===== Trecho fornecido =====

Economia brasileira: desenvolvimento histórico e perspectivas futuras - Paulo Roberto de Almeida

Meu trabalho mais recente, para fins de aula na Faculdade e debate em Grupo de Pesquisas Brasil Global: 

3794. “Economia brasileira: desenvolvimento histórico e perspectivas futuras”, Brasília, 19 novembro 2020, 19 p. Síntese histórica, analítica e prospectiva sobre a economia brasileira, com breve exercício de planejamento estratégico, com base nos trabalhos 3381 e 3662, e atualizações pertinentes. Distribuído aos alunos do Grupo de Pesquisas Brasil Global, como última preleção e debate. Disponível na plataforma Academia.edu (link: https://www.academia.edu/44537361/3794_Economia_brasileira_desenvolvimento_historico_e_perspectivas_futuras_2020_)


Economia brasileira: desenvolvimento histórico e perspectivas futuras

  

Paulo Roberto de Almeida

Professor de Economia Política no Centro Universitário de Brasília.

(www.pralmeida.orghttp://diplomatizzando.blogspot.com)

  

Sumário: 

1. A economia brasileira em perspectiva histórica

2. Características atuais e desenvolvimentos futuros

3. Desafios da economia brasileira: equilíbrio fiscal, investimentos, produtividade

4. Dúvidas e questionamentos sobre o futuro: o que falta ao Brasil?

4.1. Estabilidade macroeconômica (políticas macro e setoriais)

4.2. Competição microeconômica (fim de monopólios e carteis)

===== Linhas fornecidas =====

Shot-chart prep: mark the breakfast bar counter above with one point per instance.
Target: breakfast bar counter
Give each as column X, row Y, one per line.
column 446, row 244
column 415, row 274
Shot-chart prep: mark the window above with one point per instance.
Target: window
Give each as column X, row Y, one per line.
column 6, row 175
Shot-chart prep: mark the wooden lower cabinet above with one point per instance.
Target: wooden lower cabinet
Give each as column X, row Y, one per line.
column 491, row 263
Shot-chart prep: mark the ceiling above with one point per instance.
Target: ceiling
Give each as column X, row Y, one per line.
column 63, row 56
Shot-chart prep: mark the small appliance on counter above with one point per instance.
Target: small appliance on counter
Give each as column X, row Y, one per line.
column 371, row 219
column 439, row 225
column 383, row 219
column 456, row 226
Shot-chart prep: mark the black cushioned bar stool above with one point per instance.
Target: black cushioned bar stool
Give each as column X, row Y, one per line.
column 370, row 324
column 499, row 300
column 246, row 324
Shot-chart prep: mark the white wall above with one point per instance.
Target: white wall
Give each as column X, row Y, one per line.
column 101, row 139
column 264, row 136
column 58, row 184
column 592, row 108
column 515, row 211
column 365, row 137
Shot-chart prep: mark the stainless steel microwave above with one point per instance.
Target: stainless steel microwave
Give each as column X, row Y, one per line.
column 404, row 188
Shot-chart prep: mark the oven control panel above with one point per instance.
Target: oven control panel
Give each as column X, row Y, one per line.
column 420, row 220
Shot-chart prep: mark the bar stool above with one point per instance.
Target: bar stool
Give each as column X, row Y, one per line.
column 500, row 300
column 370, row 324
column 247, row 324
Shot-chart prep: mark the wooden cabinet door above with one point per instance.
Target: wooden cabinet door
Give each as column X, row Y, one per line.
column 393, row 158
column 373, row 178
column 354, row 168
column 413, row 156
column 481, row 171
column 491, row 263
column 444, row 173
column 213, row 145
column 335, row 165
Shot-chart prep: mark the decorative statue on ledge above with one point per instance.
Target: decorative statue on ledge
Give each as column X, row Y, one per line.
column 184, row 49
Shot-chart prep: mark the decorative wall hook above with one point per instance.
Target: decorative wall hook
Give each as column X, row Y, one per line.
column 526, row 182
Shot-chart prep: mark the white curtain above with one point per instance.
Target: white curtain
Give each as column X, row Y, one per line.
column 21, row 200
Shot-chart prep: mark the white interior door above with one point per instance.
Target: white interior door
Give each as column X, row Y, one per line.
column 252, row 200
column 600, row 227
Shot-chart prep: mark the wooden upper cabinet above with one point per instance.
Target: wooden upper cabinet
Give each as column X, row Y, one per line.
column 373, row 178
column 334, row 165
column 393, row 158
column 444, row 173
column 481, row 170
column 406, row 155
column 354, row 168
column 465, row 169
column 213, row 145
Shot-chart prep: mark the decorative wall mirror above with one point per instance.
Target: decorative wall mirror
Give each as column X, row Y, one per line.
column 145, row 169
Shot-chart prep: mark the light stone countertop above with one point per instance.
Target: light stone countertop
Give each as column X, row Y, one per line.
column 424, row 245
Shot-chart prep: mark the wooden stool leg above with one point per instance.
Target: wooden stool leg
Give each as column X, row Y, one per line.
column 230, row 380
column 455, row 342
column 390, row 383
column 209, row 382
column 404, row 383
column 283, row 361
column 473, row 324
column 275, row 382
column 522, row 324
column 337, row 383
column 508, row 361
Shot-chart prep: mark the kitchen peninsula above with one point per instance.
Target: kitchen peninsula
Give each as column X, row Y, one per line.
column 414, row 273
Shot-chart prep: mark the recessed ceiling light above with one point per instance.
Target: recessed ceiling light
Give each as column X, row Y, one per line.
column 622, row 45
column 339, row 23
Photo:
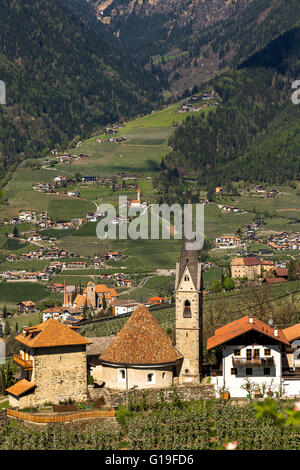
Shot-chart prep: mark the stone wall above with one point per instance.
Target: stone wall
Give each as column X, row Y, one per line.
column 185, row 392
column 2, row 417
column 60, row 373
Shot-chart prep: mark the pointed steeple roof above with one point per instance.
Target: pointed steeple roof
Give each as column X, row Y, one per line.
column 141, row 341
column 188, row 259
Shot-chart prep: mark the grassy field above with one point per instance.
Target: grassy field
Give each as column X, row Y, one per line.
column 232, row 302
column 13, row 292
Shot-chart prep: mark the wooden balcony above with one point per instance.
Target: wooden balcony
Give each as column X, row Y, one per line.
column 260, row 361
column 26, row 365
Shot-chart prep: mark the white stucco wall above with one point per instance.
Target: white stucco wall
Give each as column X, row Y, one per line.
column 234, row 382
column 291, row 388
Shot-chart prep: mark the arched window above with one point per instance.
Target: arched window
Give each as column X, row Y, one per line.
column 151, row 378
column 122, row 375
column 187, row 309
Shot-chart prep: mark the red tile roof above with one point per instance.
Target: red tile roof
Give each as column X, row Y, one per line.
column 282, row 272
column 292, row 333
column 20, row 387
column 275, row 280
column 250, row 261
column 241, row 326
column 51, row 333
column 141, row 341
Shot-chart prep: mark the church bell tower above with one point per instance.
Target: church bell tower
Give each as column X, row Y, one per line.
column 189, row 333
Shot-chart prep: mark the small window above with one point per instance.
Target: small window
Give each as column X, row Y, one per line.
column 122, row 375
column 150, row 378
column 249, row 354
column 187, row 309
column 256, row 354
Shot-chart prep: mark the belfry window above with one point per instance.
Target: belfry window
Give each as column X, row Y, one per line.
column 187, row 309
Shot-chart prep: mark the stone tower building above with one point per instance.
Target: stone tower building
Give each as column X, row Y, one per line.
column 53, row 365
column 189, row 334
column 68, row 294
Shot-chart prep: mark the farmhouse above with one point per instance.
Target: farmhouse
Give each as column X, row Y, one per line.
column 228, row 241
column 122, row 307
column 94, row 294
column 249, row 267
column 26, row 306
column 52, row 360
column 247, row 349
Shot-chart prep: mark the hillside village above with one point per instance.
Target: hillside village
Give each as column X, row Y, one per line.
column 125, row 317
column 252, row 357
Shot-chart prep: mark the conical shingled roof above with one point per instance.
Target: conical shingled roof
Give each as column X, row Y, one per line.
column 141, row 341
column 49, row 334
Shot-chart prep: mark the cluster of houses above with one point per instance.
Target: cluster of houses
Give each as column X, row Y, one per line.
column 267, row 193
column 251, row 267
column 229, row 241
column 284, row 241
column 116, row 140
column 230, row 209
column 41, row 254
column 252, row 358
column 190, row 106
column 68, row 158
column 51, row 187
column 27, row 276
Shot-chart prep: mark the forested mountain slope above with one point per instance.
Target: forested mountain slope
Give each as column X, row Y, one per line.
column 184, row 42
column 62, row 80
column 255, row 133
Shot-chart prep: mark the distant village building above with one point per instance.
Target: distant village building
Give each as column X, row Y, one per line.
column 122, row 307
column 219, row 190
column 26, row 306
column 247, row 348
column 53, row 366
column 94, row 294
column 228, row 241
column 245, row 267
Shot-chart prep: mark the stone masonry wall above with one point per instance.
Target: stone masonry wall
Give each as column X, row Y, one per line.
column 60, row 373
column 185, row 392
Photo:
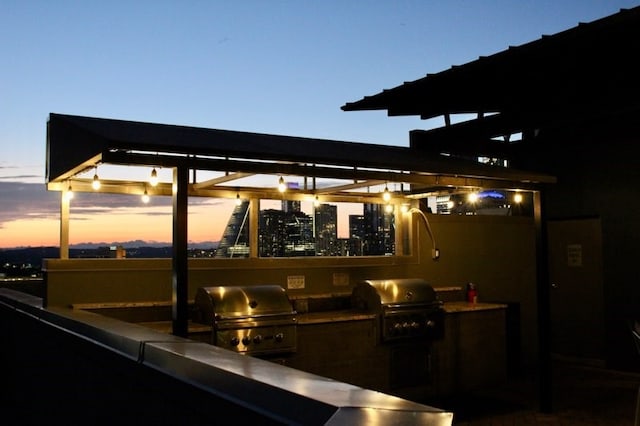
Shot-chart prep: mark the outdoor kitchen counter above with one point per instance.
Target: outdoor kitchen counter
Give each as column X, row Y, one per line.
column 333, row 316
column 455, row 307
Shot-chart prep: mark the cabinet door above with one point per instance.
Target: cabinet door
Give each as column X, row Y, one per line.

=====

> [Tarefas]:
1. De acordo com o trecho sobre a economia brasileira, em qual instituição Paulo Roberto de Almeida é professor de Economia Política?
2. Transcreva do trecho sobre a economia brasileira a parte que começa nas palavras "2. Características atuais" e vai até as palavras "falta ao Brasil?", sem alterar nada.

> [Respostas fornecidas]:
1. No Centro Universitário de Brasília.

2.
2. Características atuais e desenvolvimentos futuros

3. Desafios da economia brasileira: equilíbrio fiscal, investimentos, produtividade

4. Dúvidas e questionamentos sobre o futuro: o que falta ao Brasil?